■ WHAT THE TASK REQUIRES:
Render every line of the items below as a Markdown table with the columns "Row" and "Text", numbering the rows in order and leaving out blank lines.

■ EXERCISE MATERIALS:
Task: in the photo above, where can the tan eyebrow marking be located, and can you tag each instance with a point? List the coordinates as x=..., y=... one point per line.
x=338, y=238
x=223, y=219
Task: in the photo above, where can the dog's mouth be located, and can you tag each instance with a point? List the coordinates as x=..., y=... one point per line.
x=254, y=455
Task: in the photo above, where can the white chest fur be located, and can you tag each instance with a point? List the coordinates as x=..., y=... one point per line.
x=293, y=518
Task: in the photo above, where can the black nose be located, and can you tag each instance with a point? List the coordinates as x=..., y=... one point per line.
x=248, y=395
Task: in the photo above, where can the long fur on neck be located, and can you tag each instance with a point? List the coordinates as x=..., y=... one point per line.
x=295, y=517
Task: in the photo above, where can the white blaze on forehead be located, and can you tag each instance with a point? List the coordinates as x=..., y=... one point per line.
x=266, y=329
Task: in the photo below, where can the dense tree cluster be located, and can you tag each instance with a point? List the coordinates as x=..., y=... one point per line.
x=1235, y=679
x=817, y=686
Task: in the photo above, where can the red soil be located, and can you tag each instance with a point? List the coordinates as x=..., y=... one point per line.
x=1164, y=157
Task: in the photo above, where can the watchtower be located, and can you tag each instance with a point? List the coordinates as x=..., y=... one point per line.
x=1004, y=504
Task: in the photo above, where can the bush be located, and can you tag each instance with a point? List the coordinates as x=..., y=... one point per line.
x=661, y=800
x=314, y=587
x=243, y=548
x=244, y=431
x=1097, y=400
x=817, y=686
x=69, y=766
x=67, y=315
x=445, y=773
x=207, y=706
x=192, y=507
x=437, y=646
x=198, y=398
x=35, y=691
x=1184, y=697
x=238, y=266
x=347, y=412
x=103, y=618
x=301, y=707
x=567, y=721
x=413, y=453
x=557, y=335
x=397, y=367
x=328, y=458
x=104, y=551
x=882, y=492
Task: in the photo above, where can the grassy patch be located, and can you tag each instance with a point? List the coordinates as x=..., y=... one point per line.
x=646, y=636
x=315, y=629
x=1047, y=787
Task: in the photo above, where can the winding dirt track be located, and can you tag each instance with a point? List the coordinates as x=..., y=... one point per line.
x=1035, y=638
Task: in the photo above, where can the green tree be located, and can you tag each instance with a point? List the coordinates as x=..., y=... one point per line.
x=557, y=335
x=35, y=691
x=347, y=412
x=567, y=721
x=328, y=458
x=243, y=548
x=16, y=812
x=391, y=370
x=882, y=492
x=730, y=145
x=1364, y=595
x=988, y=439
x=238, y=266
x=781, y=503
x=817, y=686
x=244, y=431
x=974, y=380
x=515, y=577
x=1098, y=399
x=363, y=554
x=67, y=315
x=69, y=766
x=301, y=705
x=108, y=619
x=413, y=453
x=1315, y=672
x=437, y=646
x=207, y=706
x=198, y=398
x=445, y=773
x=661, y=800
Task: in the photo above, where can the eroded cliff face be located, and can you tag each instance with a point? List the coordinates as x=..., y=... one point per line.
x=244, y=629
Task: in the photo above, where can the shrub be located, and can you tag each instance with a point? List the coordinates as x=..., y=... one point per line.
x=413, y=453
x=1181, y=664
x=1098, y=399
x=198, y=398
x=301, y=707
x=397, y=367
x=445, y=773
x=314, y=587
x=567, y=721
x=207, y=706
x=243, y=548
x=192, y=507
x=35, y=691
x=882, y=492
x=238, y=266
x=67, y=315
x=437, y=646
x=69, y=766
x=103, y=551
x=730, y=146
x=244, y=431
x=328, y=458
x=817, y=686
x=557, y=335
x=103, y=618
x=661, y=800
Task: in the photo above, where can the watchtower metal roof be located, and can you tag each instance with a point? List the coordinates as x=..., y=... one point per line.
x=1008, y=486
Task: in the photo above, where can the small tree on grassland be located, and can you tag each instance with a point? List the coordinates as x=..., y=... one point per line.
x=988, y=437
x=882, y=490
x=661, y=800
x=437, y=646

■ RESPONSE FOR THIS EXERCISE:
| Row | Text |
|---|---|
| 1 | Task: in the photo above, where can the tan eyebrow marking be located, and can you tag each instance with a point? List the coordinates as x=..., y=... one point per line. |
| 2 | x=338, y=238 |
| 3 | x=223, y=219 |
| 4 | Task: in the photo above, where can the dog's mouth be located, and can you tag each instance with a point? List the coordinates as x=..., y=... one point per line. |
| 5 | x=254, y=455 |
| 6 | Task: in the photo above, where can the white chest fur be located, and can you tag each instance with a point? List the coordinates as x=..., y=... one point per line. |
| 7 | x=293, y=518 |
| 8 | Task: in the photo above, where can the black nose be located, and can you tag each instance with a point? List the coordinates as x=..., y=... one point per line. |
| 9 | x=248, y=395 |
| 10 | Task: in the photo above, where can the long fur on neck be located, and can you tag each instance with a point? List the coordinates as x=..., y=... one point per line. |
| 11 | x=295, y=517 |
| 12 | Task: in the photo above, where can the white blaze on forehead be located, and can you tag each instance with a point? List the coordinates as x=..., y=... one point per line. |
| 13 | x=266, y=329 |
| 14 | Task: in the photo below, where can the dense tree cluster be located, and can you tag each instance with a point? List the coordinates as x=..., y=... one point per line. |
| 15 | x=1235, y=679 |
| 16 | x=817, y=686 |
| 17 | Task: in the photo above, where can the red soil be located, and can you tag each instance with a point? List the coordinates as x=..., y=... one point per line. |
| 18 | x=1164, y=157 |
| 19 | Task: in the photo above, where can the watchtower be located, and can you tag each instance with a point? List the coordinates as x=..., y=... one point per line. |
| 20 | x=1004, y=504 |
| 21 | Task: in the photo above, where can the bush be located, and can you tag each instance with a point? List the coordinates as x=..., y=... one point per line. |
| 22 | x=661, y=800 |
| 23 | x=314, y=587 |
| 24 | x=243, y=548 |
| 25 | x=244, y=431 |
| 26 | x=1097, y=400 |
| 27 | x=817, y=686 |
| 28 | x=69, y=766 |
| 29 | x=67, y=315 |
| 30 | x=445, y=773 |
| 31 | x=207, y=706 |
| 32 | x=192, y=507 |
| 33 | x=437, y=646 |
| 34 | x=198, y=398 |
| 35 | x=35, y=691 |
| 36 | x=1184, y=697 |
| 37 | x=238, y=266 |
| 38 | x=347, y=412 |
| 39 | x=103, y=618 |
| 40 | x=301, y=707 |
| 41 | x=567, y=721 |
| 42 | x=413, y=453 |
| 43 | x=557, y=335 |
| 44 | x=397, y=367 |
| 45 | x=328, y=458 |
| 46 | x=104, y=551 |
| 47 | x=882, y=492 |
| 48 | Task: in the photo above, where can the grassy patch be located, and can you tag each instance with a point? List the coordinates as x=..., y=... one point per line. |
| 49 | x=646, y=636 |
| 50 | x=315, y=629 |
| 51 | x=1047, y=787 |
| 52 | Task: in the photo above, where can the winding dirt track be located, and can you tag each instance with a point? List the coordinates as x=..., y=... one point per line. |
| 53 | x=1035, y=638 |
| 54 | Task: in the photo above, where can the green tree be located, and can you tag each instance with a point? List the coordinates as x=..., y=... one point per line. |
| 55 | x=557, y=335 |
| 56 | x=35, y=691 |
| 57 | x=347, y=412 |
| 58 | x=567, y=721 |
| 59 | x=328, y=458 |
| 60 | x=243, y=548 |
| 61 | x=16, y=812 |
| 62 | x=391, y=370 |
| 63 | x=882, y=492 |
| 64 | x=730, y=145 |
| 65 | x=1364, y=595 |
| 66 | x=988, y=439 |
| 67 | x=238, y=266 |
| 68 | x=781, y=503 |
| 69 | x=817, y=686 |
| 70 | x=244, y=431 |
| 71 | x=974, y=380 |
| 72 | x=515, y=577 |
| 73 | x=1098, y=399 |
| 74 | x=363, y=554 |
| 75 | x=67, y=315 |
| 76 | x=69, y=766 |
| 77 | x=301, y=705 |
| 78 | x=108, y=619 |
| 79 | x=413, y=453 |
| 80 | x=1315, y=672 |
| 81 | x=437, y=646 |
| 82 | x=207, y=706 |
| 83 | x=198, y=398 |
| 84 | x=445, y=773 |
| 85 | x=661, y=800 |
| 86 | Task: in the photo above, where can the eroded cliff face be located, and can you tag each instance with a point? List the coordinates as x=..., y=... one point per line. |
| 87 | x=244, y=629 |
| 88 | Task: in the photo above, where can the shrub be located, and can you tag each instance with a point? List the coordinates as x=..., y=... one point per line. |
| 89 | x=413, y=453 |
| 90 | x=1181, y=664 |
| 91 | x=1098, y=399 |
| 92 | x=198, y=398 |
| 93 | x=301, y=707 |
| 94 | x=397, y=367 |
| 95 | x=445, y=773 |
| 96 | x=314, y=587 |
| 97 | x=567, y=721 |
| 98 | x=207, y=706 |
| 99 | x=243, y=548 |
| 100 | x=192, y=507 |
| 101 | x=35, y=691 |
| 102 | x=882, y=492 |
| 103 | x=238, y=266 |
| 104 | x=67, y=315 |
| 105 | x=437, y=646 |
| 106 | x=69, y=766 |
| 107 | x=103, y=551 |
| 108 | x=730, y=146 |
| 109 | x=244, y=431 |
| 110 | x=328, y=458 |
| 111 | x=817, y=686 |
| 112 | x=557, y=335 |
| 113 | x=103, y=618 |
| 114 | x=661, y=800 |
| 115 | Task: in the photo above, where can the watchtower metal roof be located, and can you tag each instance with a point? List the coordinates as x=..., y=... one point per line. |
| 116 | x=1008, y=486 |
| 117 | Task: in the photo above, where can the small tree on grassland be located, and can you tag each instance with a point? List the coordinates as x=..., y=... one point per line. |
| 118 | x=988, y=437 |
| 119 | x=882, y=490 |
| 120 | x=661, y=800 |
| 121 | x=437, y=646 |